:: Page text ::
──────────────────────────────

Research focus is on quantum properties of molecular nanostructures and the exploitation of such properties for formulating new nanomaterials with uses in molecular photonic devices (MPDs) and/or chemical sensors.  In our studies, small groupings of molecules (principally, so-called molecular aggregates) serve as the active agents.  For MPDs the same types of photonic/optoelectronic applications as systems derived from epitaxially prepared inorganic semiconductor superlattices or conjugated organic polymers are anticipated.  For chemical sensor applications, our aim is to form robust and highly manipulable new nanomaterials with unique spectral properties for chemical sensing purposes.

Research conducted involve: (1) spectroscopic and dynamical investigations of spontaneous and nonlinear laser Raman scattering by monomeric and aggregated molecules on metallic, semiconductor, vesicle surfaces and encapsulated within mesoporous materials; (2) syntheses of semiconductor and magnetic oxide nanoparticles and nanorods within mesoporous aluminosilicates and silicates; (3) fabrication of carbon nanotubes within various matrices; (4) excited state dynamics and determination of photophysical parameters for cyanine dyes and donor-acceptor systems that involve electron-transfer reactions; (5) Raman investigations of porphyrins in solution or adsorbed onto surfaces; (6) spectroscopic studies of biological tissues and herbs; and (7) quantum chemical calculations of porphyrins and dye molecules.

──────────────────────────────

Items from a data source:
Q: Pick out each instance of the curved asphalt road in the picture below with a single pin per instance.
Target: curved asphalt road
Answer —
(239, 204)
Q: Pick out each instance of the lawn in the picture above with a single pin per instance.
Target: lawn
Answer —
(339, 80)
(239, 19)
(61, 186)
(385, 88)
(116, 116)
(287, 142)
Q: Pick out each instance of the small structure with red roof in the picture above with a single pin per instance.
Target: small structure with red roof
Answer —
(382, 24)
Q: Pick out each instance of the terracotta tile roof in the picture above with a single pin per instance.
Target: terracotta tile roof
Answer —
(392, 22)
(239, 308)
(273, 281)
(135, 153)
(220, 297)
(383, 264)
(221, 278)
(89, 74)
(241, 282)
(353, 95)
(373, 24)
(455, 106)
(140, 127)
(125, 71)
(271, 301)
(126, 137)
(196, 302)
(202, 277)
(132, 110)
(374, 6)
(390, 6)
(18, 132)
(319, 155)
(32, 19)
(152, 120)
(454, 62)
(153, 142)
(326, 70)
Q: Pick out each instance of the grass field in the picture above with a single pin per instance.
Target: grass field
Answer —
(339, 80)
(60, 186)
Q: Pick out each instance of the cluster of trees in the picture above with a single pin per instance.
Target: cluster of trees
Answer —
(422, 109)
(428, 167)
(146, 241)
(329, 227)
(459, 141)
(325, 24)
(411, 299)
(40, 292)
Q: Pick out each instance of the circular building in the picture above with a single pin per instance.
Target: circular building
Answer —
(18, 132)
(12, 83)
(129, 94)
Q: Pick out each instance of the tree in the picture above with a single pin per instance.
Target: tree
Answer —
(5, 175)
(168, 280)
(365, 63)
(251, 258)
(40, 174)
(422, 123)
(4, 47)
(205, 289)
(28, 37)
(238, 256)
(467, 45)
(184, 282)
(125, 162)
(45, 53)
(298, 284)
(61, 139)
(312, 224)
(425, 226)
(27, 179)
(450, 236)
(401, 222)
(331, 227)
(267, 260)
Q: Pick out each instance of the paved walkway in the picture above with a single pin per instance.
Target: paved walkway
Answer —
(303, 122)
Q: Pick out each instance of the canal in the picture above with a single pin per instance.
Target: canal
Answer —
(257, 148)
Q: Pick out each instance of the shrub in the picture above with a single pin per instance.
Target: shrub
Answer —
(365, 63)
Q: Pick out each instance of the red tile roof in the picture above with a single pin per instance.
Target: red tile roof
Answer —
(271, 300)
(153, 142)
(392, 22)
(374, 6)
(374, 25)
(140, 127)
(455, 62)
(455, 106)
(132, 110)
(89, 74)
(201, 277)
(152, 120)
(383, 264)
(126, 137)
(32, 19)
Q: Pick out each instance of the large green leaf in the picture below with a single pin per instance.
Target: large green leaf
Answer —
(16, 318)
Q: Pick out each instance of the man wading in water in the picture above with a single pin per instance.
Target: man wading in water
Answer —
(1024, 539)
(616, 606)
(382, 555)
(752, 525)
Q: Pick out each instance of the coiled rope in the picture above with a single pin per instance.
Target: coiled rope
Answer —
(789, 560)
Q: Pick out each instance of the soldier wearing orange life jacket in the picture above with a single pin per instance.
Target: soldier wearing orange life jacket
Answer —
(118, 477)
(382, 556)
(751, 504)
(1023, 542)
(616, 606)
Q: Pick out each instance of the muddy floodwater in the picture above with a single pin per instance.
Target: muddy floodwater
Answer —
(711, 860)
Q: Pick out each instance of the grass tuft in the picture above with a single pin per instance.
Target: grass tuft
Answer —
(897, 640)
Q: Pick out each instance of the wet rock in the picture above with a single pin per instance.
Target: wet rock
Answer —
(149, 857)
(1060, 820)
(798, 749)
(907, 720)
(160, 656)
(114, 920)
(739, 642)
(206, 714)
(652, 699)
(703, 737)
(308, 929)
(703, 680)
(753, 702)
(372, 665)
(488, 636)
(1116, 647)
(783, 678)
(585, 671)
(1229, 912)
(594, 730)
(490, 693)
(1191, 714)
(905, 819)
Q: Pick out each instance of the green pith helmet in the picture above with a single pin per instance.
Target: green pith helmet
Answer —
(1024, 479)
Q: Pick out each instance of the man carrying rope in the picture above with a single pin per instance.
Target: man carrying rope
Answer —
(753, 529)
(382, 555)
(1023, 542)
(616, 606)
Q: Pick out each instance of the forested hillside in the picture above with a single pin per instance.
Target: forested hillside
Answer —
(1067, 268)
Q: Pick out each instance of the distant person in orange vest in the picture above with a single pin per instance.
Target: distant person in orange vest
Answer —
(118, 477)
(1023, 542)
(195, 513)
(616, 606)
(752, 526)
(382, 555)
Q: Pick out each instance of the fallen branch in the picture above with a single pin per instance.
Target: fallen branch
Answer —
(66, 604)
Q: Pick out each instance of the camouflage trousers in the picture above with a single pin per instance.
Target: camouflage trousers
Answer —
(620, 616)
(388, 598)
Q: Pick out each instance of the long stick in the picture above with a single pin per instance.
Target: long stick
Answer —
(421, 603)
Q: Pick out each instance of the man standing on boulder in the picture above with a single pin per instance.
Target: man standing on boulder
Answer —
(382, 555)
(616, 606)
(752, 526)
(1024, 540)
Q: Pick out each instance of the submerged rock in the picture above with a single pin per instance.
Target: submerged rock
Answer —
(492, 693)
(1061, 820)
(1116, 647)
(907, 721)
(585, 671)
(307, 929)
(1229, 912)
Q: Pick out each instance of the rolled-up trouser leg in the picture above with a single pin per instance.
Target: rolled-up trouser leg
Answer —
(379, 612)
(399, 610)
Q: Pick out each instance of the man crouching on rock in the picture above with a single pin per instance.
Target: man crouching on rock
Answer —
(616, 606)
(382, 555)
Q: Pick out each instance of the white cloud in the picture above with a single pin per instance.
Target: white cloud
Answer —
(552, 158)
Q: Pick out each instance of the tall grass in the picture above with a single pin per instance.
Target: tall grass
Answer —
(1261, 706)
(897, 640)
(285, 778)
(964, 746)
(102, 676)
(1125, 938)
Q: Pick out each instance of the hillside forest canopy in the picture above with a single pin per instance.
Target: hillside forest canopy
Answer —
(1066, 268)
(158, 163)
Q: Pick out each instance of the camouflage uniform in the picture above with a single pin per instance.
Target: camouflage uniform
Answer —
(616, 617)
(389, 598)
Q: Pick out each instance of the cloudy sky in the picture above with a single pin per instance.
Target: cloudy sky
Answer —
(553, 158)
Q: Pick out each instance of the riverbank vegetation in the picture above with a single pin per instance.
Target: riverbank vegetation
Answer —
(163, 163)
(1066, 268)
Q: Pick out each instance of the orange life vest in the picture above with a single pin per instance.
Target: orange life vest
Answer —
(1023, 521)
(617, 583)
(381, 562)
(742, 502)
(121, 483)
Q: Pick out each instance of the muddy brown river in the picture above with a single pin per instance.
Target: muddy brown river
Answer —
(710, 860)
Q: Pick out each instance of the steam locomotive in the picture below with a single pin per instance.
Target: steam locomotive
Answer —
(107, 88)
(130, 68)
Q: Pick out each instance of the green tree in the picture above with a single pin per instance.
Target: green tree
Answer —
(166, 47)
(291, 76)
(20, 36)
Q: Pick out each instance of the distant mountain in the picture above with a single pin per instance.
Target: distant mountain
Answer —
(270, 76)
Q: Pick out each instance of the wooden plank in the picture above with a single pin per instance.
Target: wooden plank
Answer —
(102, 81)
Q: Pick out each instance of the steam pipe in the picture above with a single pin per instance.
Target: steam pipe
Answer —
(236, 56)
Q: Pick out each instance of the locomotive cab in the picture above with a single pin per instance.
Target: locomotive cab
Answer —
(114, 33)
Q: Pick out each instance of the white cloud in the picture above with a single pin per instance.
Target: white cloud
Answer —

──────────────────────────────

:: Tasks to complete ::
a - Reproduce the stretch of the research summary from "Research focus is" through "chemical sensing purposes.".
b - According to item (1) of the research summary, on which kinds of surfaces is laser Raman scattering by monomeric and aggregated molecules investigated? List them all.
These records were taken from a different source than the research summary.

:: Your written answers ::
a -
Research focus is on quantum properties of molecular nanostructures and the exploitation of such properties for formulating new nanomaterials with uses in molecular photonic devices (MPDs) and/or chemical sensors.  In our studies, small groupings of molecules (principally, so-called molecular aggregates) serve as the active agents.  For MPDs the same types of photonic/optoelectronic applications as systems derived from epitaxially prepared inorganic semiconductor superlattices or conjugated organic polymers are anticipated.  For chemical sensor applications, our aim is to form robust and highly manipulable new nanomaterials with unique spectral properties for chemical sensing purposes.

b -
- metallic surfaces
- semiconductor surfaces
- vesicle surfaces